EXERCISE BRIEF: In exact form, set down only those lines of the material that run from its first line to the line with "box: [106, 112, 134, 131]", inclusive.

EXTRACTED ENTRIES:
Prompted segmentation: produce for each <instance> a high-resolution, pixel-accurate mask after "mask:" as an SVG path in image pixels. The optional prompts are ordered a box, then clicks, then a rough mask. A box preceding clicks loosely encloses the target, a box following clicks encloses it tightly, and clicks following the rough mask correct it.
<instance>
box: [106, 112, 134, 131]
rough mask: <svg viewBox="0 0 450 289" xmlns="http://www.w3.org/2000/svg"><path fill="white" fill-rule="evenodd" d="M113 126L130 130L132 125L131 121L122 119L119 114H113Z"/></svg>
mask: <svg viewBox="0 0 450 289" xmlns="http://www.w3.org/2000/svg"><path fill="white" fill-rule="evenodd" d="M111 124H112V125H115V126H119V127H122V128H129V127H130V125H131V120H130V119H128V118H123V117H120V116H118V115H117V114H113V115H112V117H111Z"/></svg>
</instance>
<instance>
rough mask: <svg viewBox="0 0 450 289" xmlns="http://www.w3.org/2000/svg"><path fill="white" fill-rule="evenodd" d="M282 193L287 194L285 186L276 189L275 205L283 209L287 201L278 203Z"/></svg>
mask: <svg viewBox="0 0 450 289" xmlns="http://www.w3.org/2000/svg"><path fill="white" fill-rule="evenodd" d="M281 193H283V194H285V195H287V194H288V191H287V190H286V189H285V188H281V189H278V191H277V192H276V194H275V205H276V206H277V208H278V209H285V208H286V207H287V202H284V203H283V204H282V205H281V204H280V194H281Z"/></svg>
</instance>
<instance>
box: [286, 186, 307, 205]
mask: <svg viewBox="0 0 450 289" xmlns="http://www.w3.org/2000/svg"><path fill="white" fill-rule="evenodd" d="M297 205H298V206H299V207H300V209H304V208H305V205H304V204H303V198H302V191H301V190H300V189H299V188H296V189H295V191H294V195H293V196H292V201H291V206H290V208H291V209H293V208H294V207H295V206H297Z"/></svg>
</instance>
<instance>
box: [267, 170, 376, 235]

RESPONSE TO THE TASK:
Prompted segmentation: produce for each <instance> a high-resolution, pixel-accurate mask after "mask:" as an SVG path in image pixels. The optional prompts are ordered a box, then clicks, then a rough mask. A box preceding clicks loosely encloses the target, a box following clicks encloses it tightly, and clicks following the rough mask correct it.
<instance>
box: [106, 112, 134, 131]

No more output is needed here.